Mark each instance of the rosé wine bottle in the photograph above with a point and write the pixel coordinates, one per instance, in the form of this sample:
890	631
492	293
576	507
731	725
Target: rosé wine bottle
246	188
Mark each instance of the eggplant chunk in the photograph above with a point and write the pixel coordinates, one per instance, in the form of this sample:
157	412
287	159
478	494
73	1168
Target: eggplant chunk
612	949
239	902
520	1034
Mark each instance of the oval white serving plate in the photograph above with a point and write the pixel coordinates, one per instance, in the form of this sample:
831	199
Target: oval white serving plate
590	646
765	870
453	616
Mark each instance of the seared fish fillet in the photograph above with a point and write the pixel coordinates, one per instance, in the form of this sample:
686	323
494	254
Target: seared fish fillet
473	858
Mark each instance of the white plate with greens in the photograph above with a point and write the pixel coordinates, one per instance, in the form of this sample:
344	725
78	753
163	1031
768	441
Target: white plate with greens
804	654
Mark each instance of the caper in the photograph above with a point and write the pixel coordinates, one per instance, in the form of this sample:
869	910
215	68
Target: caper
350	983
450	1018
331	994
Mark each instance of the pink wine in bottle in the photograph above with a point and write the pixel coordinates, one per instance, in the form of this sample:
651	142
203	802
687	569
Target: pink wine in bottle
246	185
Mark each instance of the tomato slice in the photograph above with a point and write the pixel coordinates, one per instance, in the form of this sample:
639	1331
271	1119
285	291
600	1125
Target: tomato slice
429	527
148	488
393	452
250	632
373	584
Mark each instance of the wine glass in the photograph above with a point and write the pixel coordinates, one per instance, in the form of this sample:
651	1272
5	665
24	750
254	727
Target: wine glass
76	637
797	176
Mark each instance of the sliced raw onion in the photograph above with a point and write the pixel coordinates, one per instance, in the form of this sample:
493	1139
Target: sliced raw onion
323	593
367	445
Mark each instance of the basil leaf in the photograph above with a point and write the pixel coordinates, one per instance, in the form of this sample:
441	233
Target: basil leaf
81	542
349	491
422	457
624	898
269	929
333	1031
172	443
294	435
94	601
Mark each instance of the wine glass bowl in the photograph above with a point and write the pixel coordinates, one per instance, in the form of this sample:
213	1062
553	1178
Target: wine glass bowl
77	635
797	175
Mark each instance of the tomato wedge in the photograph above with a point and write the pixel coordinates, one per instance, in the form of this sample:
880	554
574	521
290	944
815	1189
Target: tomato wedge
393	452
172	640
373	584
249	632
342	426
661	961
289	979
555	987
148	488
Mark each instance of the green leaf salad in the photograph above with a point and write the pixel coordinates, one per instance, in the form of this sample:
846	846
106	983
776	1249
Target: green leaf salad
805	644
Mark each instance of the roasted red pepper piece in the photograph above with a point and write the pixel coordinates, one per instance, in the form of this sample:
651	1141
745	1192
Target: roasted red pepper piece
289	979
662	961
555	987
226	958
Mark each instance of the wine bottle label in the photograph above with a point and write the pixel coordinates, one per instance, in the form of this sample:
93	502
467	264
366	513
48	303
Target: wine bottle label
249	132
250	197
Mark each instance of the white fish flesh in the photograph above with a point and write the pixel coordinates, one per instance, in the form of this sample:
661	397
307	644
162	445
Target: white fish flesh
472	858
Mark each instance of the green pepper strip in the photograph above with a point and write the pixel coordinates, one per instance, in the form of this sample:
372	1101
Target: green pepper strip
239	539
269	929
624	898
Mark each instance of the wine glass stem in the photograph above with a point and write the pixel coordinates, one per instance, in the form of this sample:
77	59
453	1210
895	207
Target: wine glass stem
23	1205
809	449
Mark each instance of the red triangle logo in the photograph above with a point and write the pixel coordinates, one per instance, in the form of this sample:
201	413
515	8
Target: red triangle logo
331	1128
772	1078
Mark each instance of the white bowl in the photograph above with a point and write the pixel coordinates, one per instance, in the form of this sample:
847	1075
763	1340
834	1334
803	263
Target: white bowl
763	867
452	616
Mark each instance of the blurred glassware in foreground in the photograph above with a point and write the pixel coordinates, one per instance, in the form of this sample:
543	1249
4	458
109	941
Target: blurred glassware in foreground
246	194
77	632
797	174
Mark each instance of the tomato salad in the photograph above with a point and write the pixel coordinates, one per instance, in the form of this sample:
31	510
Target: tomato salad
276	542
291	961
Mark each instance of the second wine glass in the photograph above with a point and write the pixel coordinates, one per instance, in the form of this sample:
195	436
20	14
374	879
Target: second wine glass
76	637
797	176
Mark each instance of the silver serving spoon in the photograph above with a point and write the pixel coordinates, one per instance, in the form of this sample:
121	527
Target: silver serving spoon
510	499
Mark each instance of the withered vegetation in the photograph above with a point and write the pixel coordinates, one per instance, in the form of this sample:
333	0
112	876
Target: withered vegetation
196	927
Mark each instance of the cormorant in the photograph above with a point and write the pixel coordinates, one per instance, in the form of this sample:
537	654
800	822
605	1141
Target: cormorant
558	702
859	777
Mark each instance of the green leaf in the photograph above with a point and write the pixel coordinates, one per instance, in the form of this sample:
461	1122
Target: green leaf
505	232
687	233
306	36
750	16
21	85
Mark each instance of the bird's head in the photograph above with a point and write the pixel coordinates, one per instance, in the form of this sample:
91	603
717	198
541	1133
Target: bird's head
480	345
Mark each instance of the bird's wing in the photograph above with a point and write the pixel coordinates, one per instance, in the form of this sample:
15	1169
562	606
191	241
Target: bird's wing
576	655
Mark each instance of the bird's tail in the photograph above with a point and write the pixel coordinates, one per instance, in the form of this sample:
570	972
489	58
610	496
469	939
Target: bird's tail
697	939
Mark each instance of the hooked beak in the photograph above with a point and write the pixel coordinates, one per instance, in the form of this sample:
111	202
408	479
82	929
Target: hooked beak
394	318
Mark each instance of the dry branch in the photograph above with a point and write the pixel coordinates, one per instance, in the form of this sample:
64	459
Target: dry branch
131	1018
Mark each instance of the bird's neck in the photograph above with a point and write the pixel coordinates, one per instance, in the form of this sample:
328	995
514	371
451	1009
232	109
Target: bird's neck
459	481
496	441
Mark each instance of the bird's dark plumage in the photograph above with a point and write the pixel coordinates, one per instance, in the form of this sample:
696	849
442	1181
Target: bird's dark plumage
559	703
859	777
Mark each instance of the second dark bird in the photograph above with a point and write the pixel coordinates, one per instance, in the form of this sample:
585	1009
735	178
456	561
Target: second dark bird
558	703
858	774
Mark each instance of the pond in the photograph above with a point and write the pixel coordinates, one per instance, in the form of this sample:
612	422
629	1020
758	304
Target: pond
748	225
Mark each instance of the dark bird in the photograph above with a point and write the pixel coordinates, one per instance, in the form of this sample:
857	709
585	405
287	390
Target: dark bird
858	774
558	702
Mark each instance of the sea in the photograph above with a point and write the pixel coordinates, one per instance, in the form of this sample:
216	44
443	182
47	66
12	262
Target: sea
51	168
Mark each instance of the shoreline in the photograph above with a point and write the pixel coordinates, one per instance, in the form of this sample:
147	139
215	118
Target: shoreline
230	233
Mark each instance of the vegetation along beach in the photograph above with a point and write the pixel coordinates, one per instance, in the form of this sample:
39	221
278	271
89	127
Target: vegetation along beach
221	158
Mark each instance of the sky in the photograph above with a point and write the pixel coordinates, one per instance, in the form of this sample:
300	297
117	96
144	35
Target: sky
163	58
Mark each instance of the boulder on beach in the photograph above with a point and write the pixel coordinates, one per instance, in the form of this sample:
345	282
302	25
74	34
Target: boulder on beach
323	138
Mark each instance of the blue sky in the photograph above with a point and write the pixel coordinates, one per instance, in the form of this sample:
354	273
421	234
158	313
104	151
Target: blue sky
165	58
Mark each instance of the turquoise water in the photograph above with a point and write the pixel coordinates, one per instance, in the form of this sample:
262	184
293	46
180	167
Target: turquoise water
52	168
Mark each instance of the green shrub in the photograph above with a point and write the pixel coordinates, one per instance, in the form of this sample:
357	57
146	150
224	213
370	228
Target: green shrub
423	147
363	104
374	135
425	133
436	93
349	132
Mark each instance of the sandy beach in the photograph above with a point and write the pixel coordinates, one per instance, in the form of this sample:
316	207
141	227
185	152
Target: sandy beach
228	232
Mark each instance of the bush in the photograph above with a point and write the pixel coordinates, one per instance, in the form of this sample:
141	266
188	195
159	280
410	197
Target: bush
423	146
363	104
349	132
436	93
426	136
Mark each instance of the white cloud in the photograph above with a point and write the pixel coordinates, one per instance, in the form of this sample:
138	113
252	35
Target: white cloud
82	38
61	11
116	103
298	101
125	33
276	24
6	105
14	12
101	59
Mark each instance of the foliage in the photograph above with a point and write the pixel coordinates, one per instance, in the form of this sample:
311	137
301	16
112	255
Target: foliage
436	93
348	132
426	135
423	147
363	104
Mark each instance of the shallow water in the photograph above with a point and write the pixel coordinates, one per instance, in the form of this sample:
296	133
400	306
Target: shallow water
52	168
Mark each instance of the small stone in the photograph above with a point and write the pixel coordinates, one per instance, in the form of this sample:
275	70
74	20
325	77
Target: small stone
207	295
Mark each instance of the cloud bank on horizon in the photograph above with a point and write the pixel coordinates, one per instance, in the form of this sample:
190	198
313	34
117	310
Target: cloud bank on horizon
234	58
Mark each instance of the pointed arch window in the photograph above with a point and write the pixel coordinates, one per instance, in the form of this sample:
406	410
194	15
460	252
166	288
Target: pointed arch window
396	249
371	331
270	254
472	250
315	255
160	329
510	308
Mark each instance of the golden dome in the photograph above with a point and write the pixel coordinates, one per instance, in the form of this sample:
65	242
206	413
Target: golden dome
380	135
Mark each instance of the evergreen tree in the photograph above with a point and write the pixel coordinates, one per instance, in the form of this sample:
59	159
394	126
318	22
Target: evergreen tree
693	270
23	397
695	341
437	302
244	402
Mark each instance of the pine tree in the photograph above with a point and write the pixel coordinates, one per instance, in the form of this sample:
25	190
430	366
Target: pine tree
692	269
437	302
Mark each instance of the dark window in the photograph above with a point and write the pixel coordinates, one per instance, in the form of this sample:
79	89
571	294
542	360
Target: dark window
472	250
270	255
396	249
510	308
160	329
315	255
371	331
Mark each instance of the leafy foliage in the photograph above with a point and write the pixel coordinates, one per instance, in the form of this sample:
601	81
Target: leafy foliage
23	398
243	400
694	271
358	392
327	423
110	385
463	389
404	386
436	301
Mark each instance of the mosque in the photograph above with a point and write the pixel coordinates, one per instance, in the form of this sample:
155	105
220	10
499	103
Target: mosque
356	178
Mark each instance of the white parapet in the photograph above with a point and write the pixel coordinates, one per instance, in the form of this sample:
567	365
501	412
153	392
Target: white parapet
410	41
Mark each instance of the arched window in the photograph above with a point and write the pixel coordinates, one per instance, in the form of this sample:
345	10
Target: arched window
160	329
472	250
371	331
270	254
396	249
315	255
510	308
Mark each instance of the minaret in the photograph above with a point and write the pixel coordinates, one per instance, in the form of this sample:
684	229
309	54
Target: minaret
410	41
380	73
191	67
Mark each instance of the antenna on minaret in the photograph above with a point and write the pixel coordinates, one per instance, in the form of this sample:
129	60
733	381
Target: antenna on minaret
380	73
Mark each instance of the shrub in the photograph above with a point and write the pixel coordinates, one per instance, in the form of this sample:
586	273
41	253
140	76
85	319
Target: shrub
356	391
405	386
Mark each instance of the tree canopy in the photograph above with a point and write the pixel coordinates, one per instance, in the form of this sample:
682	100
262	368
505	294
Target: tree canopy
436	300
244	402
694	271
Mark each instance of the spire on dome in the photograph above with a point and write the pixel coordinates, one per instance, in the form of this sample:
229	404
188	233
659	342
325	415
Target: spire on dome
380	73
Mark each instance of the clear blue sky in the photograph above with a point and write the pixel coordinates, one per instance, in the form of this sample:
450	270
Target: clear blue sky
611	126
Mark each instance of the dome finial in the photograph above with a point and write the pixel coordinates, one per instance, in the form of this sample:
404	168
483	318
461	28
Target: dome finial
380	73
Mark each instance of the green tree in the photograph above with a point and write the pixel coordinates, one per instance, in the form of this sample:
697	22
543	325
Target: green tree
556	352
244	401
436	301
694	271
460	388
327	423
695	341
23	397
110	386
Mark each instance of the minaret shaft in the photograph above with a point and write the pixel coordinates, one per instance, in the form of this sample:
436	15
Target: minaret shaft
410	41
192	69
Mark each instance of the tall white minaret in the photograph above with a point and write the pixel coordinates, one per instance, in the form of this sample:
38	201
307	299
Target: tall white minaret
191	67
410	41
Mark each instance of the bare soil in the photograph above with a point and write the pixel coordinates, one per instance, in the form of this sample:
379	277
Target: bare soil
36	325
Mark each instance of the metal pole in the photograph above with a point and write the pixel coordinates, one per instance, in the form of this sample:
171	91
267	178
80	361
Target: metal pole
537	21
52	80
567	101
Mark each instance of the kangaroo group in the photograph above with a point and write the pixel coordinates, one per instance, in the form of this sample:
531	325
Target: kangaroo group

[Your task]:
Convert the items above into a Markdown table with the columns Row and Line. Begin at the line containing "Mark each instance of the clear" and stop after the final line of the items, skipping blank lines and numbering each row.

[Solution to this task]:
| Row | Line |
|---|---|
| 1 | Mark each instance of the clear blue sky in the photograph above with a point and write the pixel coordinates, one per instance, in the form of this sample: |
| 2 | 450	270 |
| 3 | Target: clear blue sky |
| 4 | 611	126 |
| 5 | Mark each instance of the dome finial in the photograph above with a point and write the pixel coordinates, one per instance, in the form of this sample: |
| 6 | 404	168 |
| 7 | 483	318 |
| 8 | 461	28 |
| 9 | Target: dome finial |
| 10 | 380	73 |
| 11 | Mark each instance of the green tree in the photograph above with a point and write the pixel coordinates, one per instance, in the form of this sample: |
| 12 | 697	22 |
| 13 | 543	325 |
| 14 | Target: green tree |
| 15 | 556	352 |
| 16 | 244	401 |
| 17 | 436	301 |
| 18 | 694	271 |
| 19 | 460	388 |
| 20 | 327	423 |
| 21 | 695	341 |
| 22 | 23	397 |
| 23 | 110	386 |
| 24 | Mark each instance of the minaret shaft in the photograph above with a point and write the pixel coordinates, one per instance, in the form of this sample: |
| 25 | 436	15 |
| 26 | Target: minaret shaft |
| 27 | 410	41 |
| 28 | 192	69 |
| 29 | Mark each instance of the tall white minaret in the photograph above with a point and write the pixel coordinates, one per instance, in the form of this sample: |
| 30 | 38	201 |
| 31 | 307	299 |
| 32 | Target: tall white minaret |
| 33 | 191	67 |
| 34 | 410	41 |
| 35 | Mark each instance of the bare soil in the photograph above with a point and write the pixel coordinates, one per instance, in the form of this sample: |
| 36 | 379	277 |
| 37 | Target: bare soil |
| 38 | 36	325 |
| 39 | Mark each instance of the metal pole in the photograph above with a point and write the pixel coordinates, one per instance, in the form of this sample: |
| 40 | 171	91 |
| 41 | 267	178 |
| 42 | 80	361 |
| 43 | Target: metal pole |
| 44 | 537	21 |
| 45 | 52	80 |
| 46 | 567	101 |
| 47 | Mark each instance of the kangaroo group in the photograph above with a point and write the pixel coordinates, one per instance, in the form of this sample: |
| 48 | 531	325 |
| 49 | Target: kangaroo group |